*** Opening of EXERCISE TEXT ***

Ben Fogarty

Please describe your job: What do you do?

As Founder & CEO of Holoscribe, I’m responsible for setting and driving the strategic vision of our company and its products. This ultimately centres around recruiting the best talent and working as a team to map out our short- and long-term commercial goals, while ensuring we do so with the right culture and approach.

As a maturing tech start-up, we still need a build-measure-learn mentality as we continue to identify the market fit and scalability of our products. It’s my responsibility to be both the biggest believer in what we are doing and the harshest critic as we test, validate and pivot (where required) all our key assumptions.

How has your typical day been impacted in the short term by the pandemic?

As a globally distributed team across the UK, Australia and Vietnam, the prospect of remote working was something we were already accustomed to. Switching to online meetings was technically straight forward but the greatest challenge has been replacing the in-person relationship building. The main disruption has been around how we interact and maintain our client relationships.

Typically, we love to get hands on with projects so in person workshops or catch-ups over coffee or a beer was a big part of my job before the pandemic. It means that there are a lot more follow-up emails, virtual check-ins and catch-up calls with both clients and prospects than there used to be. Then again, it’s something the entire world has had to contend with, so everyone has been more open to new ways of working.

What are your favourite tools and techniques to help you get your work done at the moment?

My life is almost entirely organised through daily task manager Sunsama – I’m not sure if I would survive without it. I have always been a fan of Google Docs, primarily because it encourages and simplifies collaboration. For virtual whiteboard or workshops sessions, I’ve been relying heavily on Miro. Lockdown has certainly made me appreciate these tools at lot more!

Which companies have impressed you since the outbreak?

I’ve been impressed by the quick responders, those who were agile and brave enough to realise the world was changing but were willing to fail fast and take audiences on a journey of early adoption in an attempt to put their digital innovations at the forefront.

For example, one of our clients, The University of Sunshine Coast in Australia, realised their traditional way of hosting physical open days was not going to be possible. From the get-go they were open to exploring how new digital experiences might help them achieve their objectives. They weren’t afraid of trying something new, adapting quickly and looking at it as an ongoing investment rather just a once off event.

*** Close of EXERCISE TEXT ***
*** Opening of SUPPLIED DATA ***

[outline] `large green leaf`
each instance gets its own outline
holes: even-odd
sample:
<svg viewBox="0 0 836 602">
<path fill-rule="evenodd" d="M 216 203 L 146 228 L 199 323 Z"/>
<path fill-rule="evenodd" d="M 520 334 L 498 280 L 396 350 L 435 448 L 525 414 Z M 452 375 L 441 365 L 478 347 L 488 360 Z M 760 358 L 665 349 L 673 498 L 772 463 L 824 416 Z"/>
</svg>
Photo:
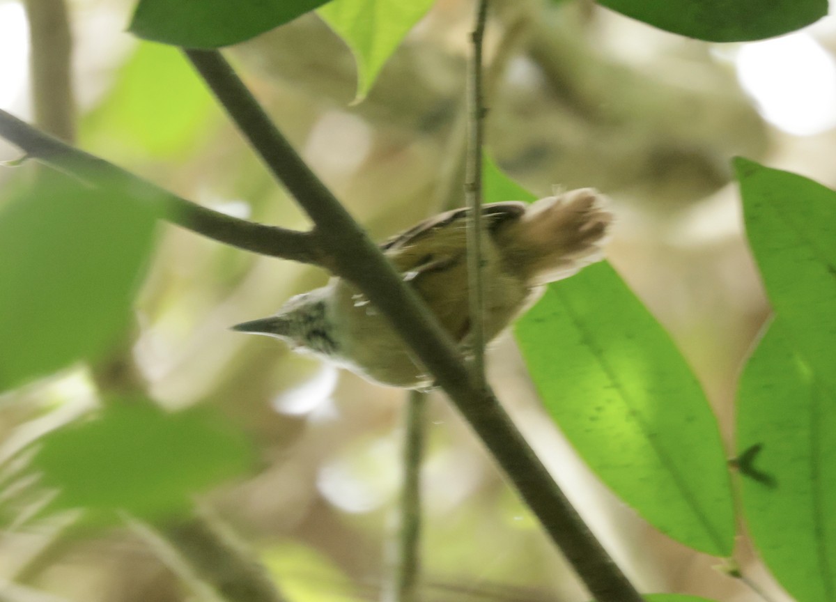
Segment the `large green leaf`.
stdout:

*** Close of SUPPLIED DATA ***

### [AIM OF THE EXERCISE]
Continue the interview with Ben Fogarty from where it stops.

### [RESULT OF THIS TASK]
I admire a brand’s ability to adapt and embrace the unknown with a fast but strategic approach. Their reward for this bravery has been significant, with record pre-registrations for the upcoming academic year. I’ve also been impressed with the companies that did what they could to support their communities. For instance, BrewDog’s decision to transform the Aberdeen distillery from beer to hand sanitiser and give it away to those in need was a really positive and inspiring story to come out of the last few months.

What changes are you making to help your brand/clients connect with how people are feeling and experiencing the pandemic?

A benefit of being “experts at agile” is that we were quick to pull our entire team together to brainstorm how we as a company, with our skill set and expertise, could help communities and clients that may be struggling. This resulted in a number of activities for social good, from providing free resources and support for local primary and high schools in the UK to teach kids coding whilst studying at home, to offering our interactive 360-degree technology and services for free to charities like Inspire!, as a way to promote and raise support for the work they’ve been doing during the pandemic.

What trends have you seen over the last several weeks in your sector?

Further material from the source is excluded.